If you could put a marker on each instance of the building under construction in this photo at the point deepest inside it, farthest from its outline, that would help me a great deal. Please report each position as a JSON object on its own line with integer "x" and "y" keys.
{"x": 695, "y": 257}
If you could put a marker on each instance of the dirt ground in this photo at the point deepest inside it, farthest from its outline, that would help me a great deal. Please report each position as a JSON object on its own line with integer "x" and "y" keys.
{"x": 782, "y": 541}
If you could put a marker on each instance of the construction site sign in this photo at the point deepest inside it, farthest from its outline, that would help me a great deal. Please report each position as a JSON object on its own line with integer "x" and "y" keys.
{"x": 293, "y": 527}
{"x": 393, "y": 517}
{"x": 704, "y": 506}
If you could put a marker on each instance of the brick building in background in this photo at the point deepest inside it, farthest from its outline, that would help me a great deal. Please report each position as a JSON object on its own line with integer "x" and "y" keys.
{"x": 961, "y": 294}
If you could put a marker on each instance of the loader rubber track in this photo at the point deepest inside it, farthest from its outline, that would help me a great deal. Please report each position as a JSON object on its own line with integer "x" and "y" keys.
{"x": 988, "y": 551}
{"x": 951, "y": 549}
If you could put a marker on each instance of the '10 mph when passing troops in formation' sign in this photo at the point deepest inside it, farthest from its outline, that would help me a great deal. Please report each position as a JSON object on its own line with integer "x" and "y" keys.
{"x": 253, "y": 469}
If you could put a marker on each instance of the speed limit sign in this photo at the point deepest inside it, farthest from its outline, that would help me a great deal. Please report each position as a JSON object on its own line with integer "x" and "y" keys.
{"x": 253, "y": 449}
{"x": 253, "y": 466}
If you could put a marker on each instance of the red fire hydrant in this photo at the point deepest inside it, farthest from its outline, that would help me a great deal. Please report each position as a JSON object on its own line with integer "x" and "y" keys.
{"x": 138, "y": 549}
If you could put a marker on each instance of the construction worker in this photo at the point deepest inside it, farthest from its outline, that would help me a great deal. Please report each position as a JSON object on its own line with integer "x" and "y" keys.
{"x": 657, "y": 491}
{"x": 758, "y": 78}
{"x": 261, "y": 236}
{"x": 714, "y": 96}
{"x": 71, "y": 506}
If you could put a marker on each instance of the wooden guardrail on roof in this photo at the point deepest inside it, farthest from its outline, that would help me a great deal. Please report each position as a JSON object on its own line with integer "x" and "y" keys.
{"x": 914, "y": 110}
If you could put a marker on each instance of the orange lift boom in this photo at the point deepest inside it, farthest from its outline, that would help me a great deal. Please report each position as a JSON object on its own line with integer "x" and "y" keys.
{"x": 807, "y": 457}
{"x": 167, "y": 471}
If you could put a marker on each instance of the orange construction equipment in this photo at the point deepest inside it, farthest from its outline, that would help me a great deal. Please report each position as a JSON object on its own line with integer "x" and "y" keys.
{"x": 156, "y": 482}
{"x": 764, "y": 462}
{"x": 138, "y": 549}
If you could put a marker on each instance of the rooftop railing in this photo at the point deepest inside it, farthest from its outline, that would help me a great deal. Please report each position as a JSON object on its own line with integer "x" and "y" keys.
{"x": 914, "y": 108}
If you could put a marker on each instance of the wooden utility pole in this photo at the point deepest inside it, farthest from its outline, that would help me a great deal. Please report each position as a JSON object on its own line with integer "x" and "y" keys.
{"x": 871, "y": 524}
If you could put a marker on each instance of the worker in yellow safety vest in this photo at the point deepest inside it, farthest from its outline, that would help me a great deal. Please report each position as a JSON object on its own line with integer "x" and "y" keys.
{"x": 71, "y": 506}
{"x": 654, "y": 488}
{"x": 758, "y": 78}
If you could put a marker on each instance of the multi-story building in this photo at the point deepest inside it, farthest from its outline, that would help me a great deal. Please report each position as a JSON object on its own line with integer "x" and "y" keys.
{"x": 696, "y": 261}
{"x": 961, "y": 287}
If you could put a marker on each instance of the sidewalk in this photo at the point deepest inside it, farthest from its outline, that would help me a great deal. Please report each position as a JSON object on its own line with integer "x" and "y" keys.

■ What the exercise asks:
Every entry needs to be copied exactly as it was written.

■ Task result:
If you could put a marker on each instance of the building under construction in this photo at the point deepest inside it, farthest from its outline, that would help me a great deal. Please report each position as a JSON object on its own line with integer "x" and "y" keys.
{"x": 695, "y": 257}
If you could put a marker on each instance of the dirt ground in this photo at the point deepest inside it, farthest from its outline, that would help me a great deal. Please report each position as a JSON object on its own line with integer "x" and "y" keys.
{"x": 782, "y": 541}
If you could put a marker on each instance of the construction site sign in this photo at the point deepest inside it, farthest from its outline, that would help me a great deal. Please report each position as a JSON object on its own line with integer "x" and "y" keys.
{"x": 293, "y": 527}
{"x": 393, "y": 517}
{"x": 704, "y": 506}
If you could put a marker on each instance of the brick building in background in this photo at the point deepest inside it, farthest from its outline, that would help me a great deal. Please report each position as a JSON object on its own line with integer "x" and "y" keys.
{"x": 961, "y": 294}
If you could put a marker on each instance of the loader rubber track in this photo at the point deepest inside it, farthest from its outline, that would help me a great deal. Please report each position as a JSON object on its own line with integer "x" and "y" keys.
{"x": 988, "y": 551}
{"x": 951, "y": 549}
If you could put a marker on each instance of the '10 mph when passing troops in formation' sign in this photo at the point deepest inside it, farthest from its outline, that would help me a great deal. Please report each position as a JSON object on its own line with integer "x" and "y" keys.
{"x": 253, "y": 469}
If you could put a marker on each instance of the speed limit sign in this photo at the point deepest inside it, farthest from its outline, that would help me a great deal. Please report each position as a JSON object on its own line with integer "x" and "y" keys.
{"x": 253, "y": 449}
{"x": 253, "y": 466}
If you could put a marker on each instance of the red fire hydrant in this photo at the point deepest inside it, farthest from its outline, that would help me a great deal. Please report each position as a JSON object on its own line with integer "x" and "y" keys.
{"x": 138, "y": 549}
If you could put a marker on each instance of the construction worker in this photo at the point deepest inside it, farthest from its outline, that would help me a great deal. Please report each position as a JSON object on its own line with integer "x" and "y" keys.
{"x": 657, "y": 491}
{"x": 758, "y": 78}
{"x": 261, "y": 236}
{"x": 714, "y": 96}
{"x": 71, "y": 506}
If you could put a marker on each instance of the wooden guardrail on roof in this photo at the point deepest inside it, farthest from its outline, that would help me a great deal. Please report each position as a JSON object on its own line with integer "x" and "y" keys.
{"x": 914, "y": 110}
If you could put a marker on each instance of the orange lift boom in this photo at the point deepest inside it, farthest from its outline, that would help me a great deal. Please report each position as a JSON object on its own line with integer "x" and "y" keys.
{"x": 807, "y": 457}
{"x": 167, "y": 471}
If you could put a marker on each instance of the orange construction equipment in this photo at the point deepest inside it, farthest from its outline, that would help me a great deal. Please report each position as a JSON object on its own line with integer "x" and "y" keys.
{"x": 156, "y": 482}
{"x": 764, "y": 462}
{"x": 138, "y": 549}
If you could put a marker on each instance of the rooftop railing in this photo at the point deepest inside it, farthest from its outline, that would help me a great deal. Please report each position as a JSON object on its own line with integer "x" and "y" keys.
{"x": 914, "y": 108}
If you could put a marker on each instance of the wooden utility pole in this photo at the point deepest inside it, farthest from its outline, that would help me a great deal. Please report each position as a JSON object on its own line with integer "x" and "y" keys.
{"x": 871, "y": 524}
If you could put a marker on each instance of the worker in yellow safety vest in this photo at the point deepest inside it, farthest from its outline, that would help me a great deal. Please report each position as a JSON object on its own line with integer "x" and "y" keys.
{"x": 71, "y": 506}
{"x": 654, "y": 488}
{"x": 758, "y": 78}
If you could put a marker on each instance of the multi-story building in this photo at the point deepest inside it, farthest from its outline, that would help me a great deal. Please report each position as a JSON object on its own line with integer "x" and "y" keys.
{"x": 696, "y": 261}
{"x": 961, "y": 287}
If you could put a marker on each instance of the sidewalk in this photo at the point deepest inside it, farthest from its outline, that would help me a great deal. Please report each position as a JSON object on its own line with integer "x" and "y" keys.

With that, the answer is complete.